Trecho do texto:
Duas coisas concorrem para isso. De um lado, o esnobismo; de outro, a valorização do
ascetismo e da austeridade. Ou seja, de um
lado a moda, de outro, a missa.
Proust explorou, com constância, as variações de gosto no tempo, os modismos
em arte e as opiniões afetadas. Assinala o
desprezo por Chopin, manifestado nos círculos de amadores wagnerianos, que se estendera para um público amplo. Depois de
uma estupenda descrição art nouveau
("acariciar as frases de colo sinuoso e desmedido, criadas por Chopin, tão livres, tão
flexíveis, tão táteis"), ele atesta, com melancolia: "Mas hoje a beleza fora de moda dessa música parecia desgastada. Privada, há
alguns anos, da estima dos conhecedores,
ela tinha perdido sua honra e seu encanto".
O ascetismo do gozo é outra coisa. Trata-se de uma disciplina interior que desconfia
das seduções. Funciona como um alerta: se
algo é fácil demais, não é digno de meu prazer. Ao contrário, o dificultoso, por esse
exato motivo, tem todo o direito à plena veneração. Já faz tempo, a Osesp [Orquestra
Sinfônica do Estado de São Paulo] teve sala
lotada e triunfo merecido com a apresentação do "Pierrot Lunaire", de Schoenberg.
No público, muita gente intelectual e sofisticada que não se abalaria para ir ouvir a
"Patética" de Tchaikovski ou o admirável
concerto para piano de Grieg. Muitos, é
bem possível, sequer freqüentavam com
regularidade concertos sinfônicos. E, é provável, uma boa parte que jamais cairia na
esparrela de ir a um teatro para assistir à
"La Bohème", de Puccini. Porque é música
fácil e, portanto, de mau gosto.

Informações fornecidas:
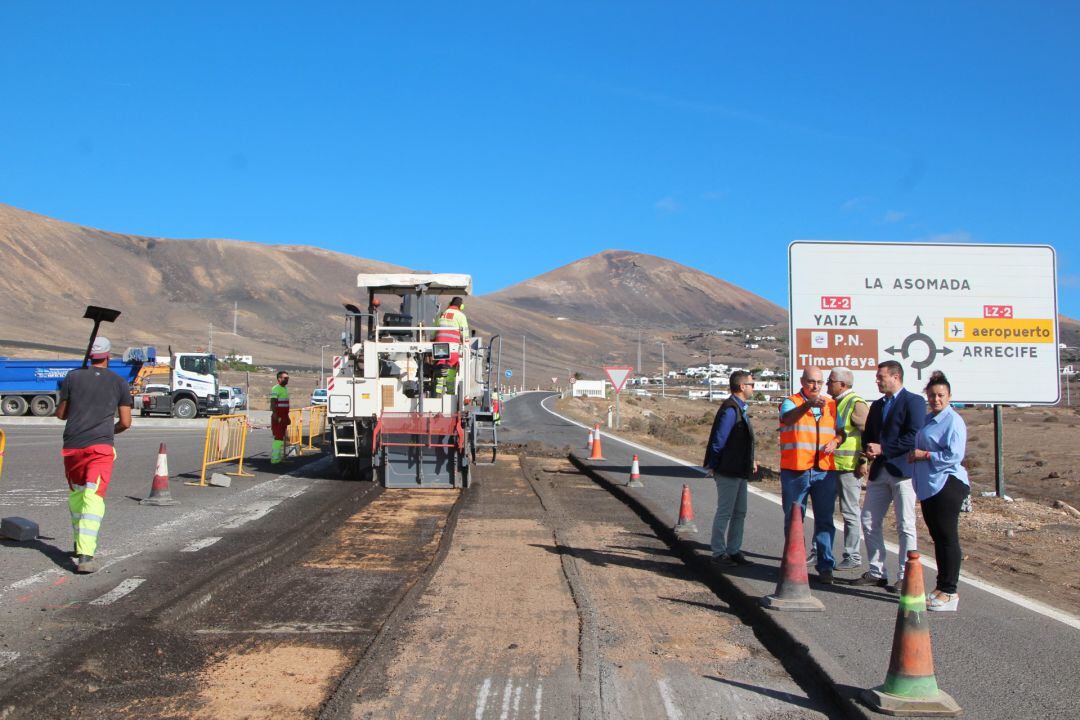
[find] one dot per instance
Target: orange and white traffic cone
(159, 488)
(793, 591)
(635, 475)
(686, 513)
(597, 452)
(910, 688)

O que produzir:
Prolongue o texto sobre esnobismo e ascetismo no gosto musical, começando logo após a última frase apresentada.

Resultado:
Civetta
Que o "Pierrot Lunaire" seja grande obra,
não se duvida. Isso, porém, não quer dizer
que "La Bohème" seja menor: sintaxe musical intrincada; desenhos melódicos nascendo das palavras que se dilatam, plásticas; idéias musicais que se atraem e se repelem em tangentes inesperadas; reflexos sonoros sugestivos, orquestração soberba na
qual os timbres se exaltam uns aos outros.
Puccini foi vítima dos preconceitos devidos
à sua imensa popularidade, em conseqüência do bom adágio esnobe: "Se é para todos,
não é para mim".
É verdade que as coisas mudaram bastante, desde dez ou 20 anos, e uma inflexão nas
análises atuais mais sérias percebe o músico de Torre del Lago como um compositor
tão alto quanto os maiores. Talvez essa opinião se amplie, atingindo mesmo, no futuro, quem sabe, austeros e esnobes. É fato
que a adesão visceral, imediata, que uma
"La Bohème" impõe a seus ouvintes, cria
um véu à espessura que ela possui. Puccini
traz as angústias humanas para uma imanência que não escapa nem para o consolo
divino nem para a grandeza heróica. A ternura que investe em seus personagens mais
frágeis e desventurados não é apenas sentimentalismo lacrimejante. É, mais que isso,
a invenção de um novo páthos, de uma angústia baseada na fugacidade de uma juventude que conhece a experiência da dor.
Touca
Em Curitiba, o teatro Guaíra, grande, cômodo, de boa acústica, que há anos não
apresentava uma ópera, montou agora "La
Bohème", de Puccini. É uma retomada
com meios modestos. Os cantores são jovens: entre eles se destaca o barítono Douglas Hahn. Os cenários foram concebidos
com leveza e eficácia por Giacomo Agosti; a
concepção da cena, que parte de boas
idéias, perde-se ao dirigir os personagens e
movimentos das massas. Mas não importa.
Em colaboração com o conservatório da cidadezinha italiana de Adria, a produção
demonstrou entusiasmo, convicção, fervor, que vencem seus próprios limites.
Traduttore, traditore
Legendas incorporam, já há bom tempo,
as apresentações de óperas: elas permitem
ao público de se inteirar da ação, com detalhes, participando melhor. As que acompanhavam "La Bohème" de Curitiba, no entanto, demonstraram falta de algumas exigências básicas: 1) algum conhecimento de
italiano; 2) algum conhecimento de português; 3) uma certa idéia do que está ocorrendo no palco.
Jorge Coli é historiador da arte.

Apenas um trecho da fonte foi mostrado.